PROBLEM STATEMENT — Below are records to repeat exactly. Omit the pictures from the copy.
##### GIVEN RECORDS #####
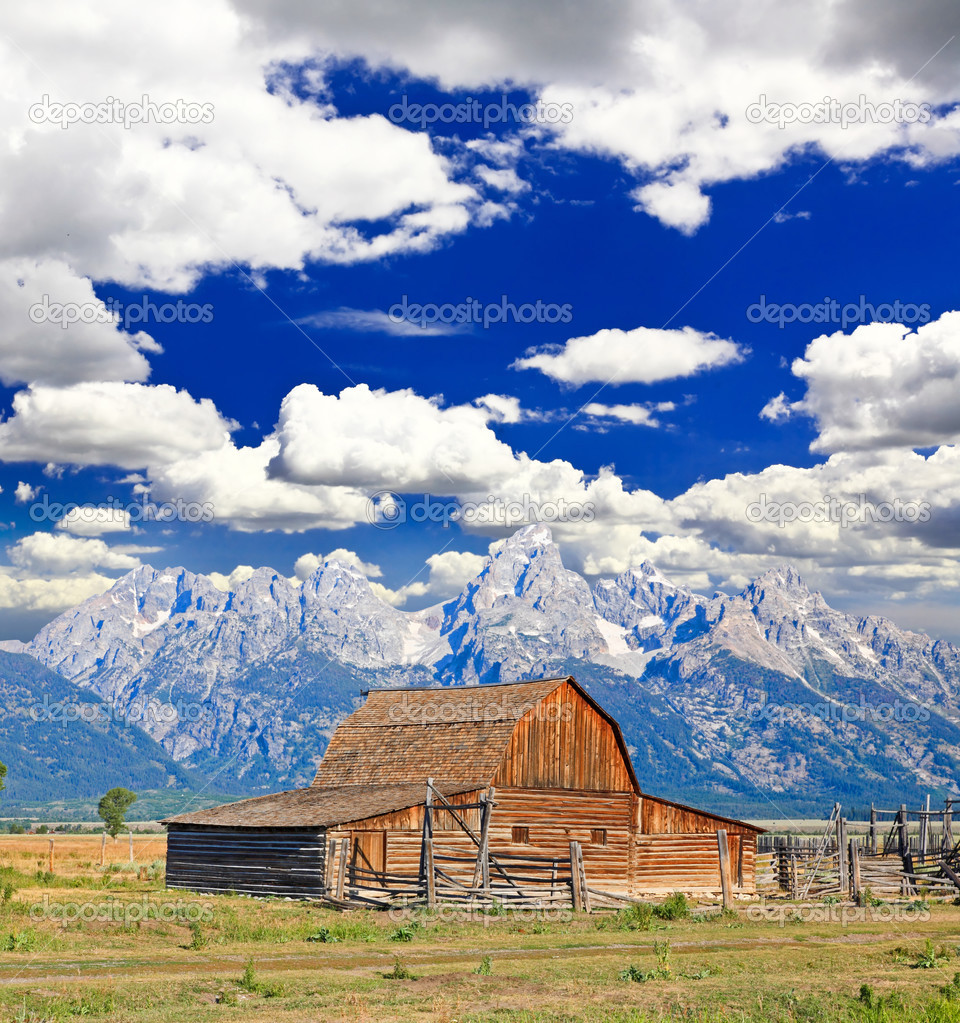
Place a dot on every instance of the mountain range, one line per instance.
(762, 702)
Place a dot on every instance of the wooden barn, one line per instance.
(517, 790)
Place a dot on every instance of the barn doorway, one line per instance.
(368, 857)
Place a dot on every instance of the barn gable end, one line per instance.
(550, 765)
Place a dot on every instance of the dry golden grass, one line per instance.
(76, 855)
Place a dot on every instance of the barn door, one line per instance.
(368, 857)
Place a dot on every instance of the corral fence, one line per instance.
(890, 860)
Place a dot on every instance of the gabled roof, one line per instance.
(456, 732)
(316, 807)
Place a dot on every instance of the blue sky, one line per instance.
(657, 215)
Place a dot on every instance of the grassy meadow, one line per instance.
(113, 943)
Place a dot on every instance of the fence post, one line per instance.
(724, 850)
(431, 874)
(924, 829)
(575, 877)
(842, 866)
(855, 870)
(342, 865)
(331, 885)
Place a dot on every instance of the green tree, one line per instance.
(113, 808)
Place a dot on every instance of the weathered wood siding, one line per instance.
(564, 743)
(555, 817)
(689, 863)
(658, 816)
(256, 861)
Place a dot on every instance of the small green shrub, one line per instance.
(674, 907)
(399, 972)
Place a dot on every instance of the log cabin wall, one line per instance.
(565, 743)
(663, 863)
(543, 821)
(255, 861)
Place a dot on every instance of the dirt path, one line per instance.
(79, 971)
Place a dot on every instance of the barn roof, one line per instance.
(317, 807)
(406, 735)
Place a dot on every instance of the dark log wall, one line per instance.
(257, 861)
(689, 862)
(661, 817)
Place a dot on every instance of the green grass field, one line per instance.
(162, 954)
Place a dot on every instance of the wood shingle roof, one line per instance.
(455, 732)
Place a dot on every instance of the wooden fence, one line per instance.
(889, 860)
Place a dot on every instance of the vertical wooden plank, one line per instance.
#####
OUTPUT —
Place a dot on every instance of the mountain range, one line per instance.
(762, 702)
Place a dot on every instance of the wooden barn, one line per instance.
(517, 790)
Place a dot on every instance of the barn doorway, one line per instance.
(368, 857)
Place a dot on every instance of the barn gable end, one line per instance.
(550, 765)
Place a dot on every instance of the dry golden grass, one line per instance.
(76, 855)
Place a dot on every instance of the barn door, one line per instance.
(368, 857)
Place a dot on every instance of the corral fence, one line per instance.
(890, 860)
Place a dot on every instance of the gabled roof, one line per instance.
(456, 732)
(316, 807)
Place a dot on every instance of the blue sky, one line per instance.
(657, 215)
Place a dot on every instance of the grassy meadow, one line per instance.
(113, 943)
Place a dot on every instance of the fence post, one line per instance.
(724, 850)
(431, 874)
(924, 829)
(575, 877)
(842, 866)
(855, 870)
(342, 865)
(331, 885)
Place a dot on every instance of the green tree, one line per instance.
(113, 808)
Place a dot on every instance of the weathered wood siding, one line per instance.
(564, 743)
(555, 817)
(689, 863)
(658, 816)
(256, 861)
Place a dot on every instance of the small green shrub, one line per instance.
(674, 907)
(399, 972)
Place a dot on every instance of the log cabin wall, one line per instance.
(565, 743)
(663, 863)
(543, 821)
(255, 861)
Place a dot on every instance of the dirt path, one line per instance.
(79, 971)
Place a dot on every instance of the barn roof, one line per instance.
(317, 807)
(406, 735)
Place a dot on every instance of the dark log wall, one line per instance.
(257, 861)
(689, 862)
(661, 817)
Place a dot on every instance of the green grass field, one line per instance.
(162, 954)
Place a dot on every instance of the wood shingle roof, one line per instance.
(455, 732)
Place a dot on every instance of the wooden fence, one line per instance.
(889, 860)
Place a dot on every instance of the vertical wooden plank, one line per instance.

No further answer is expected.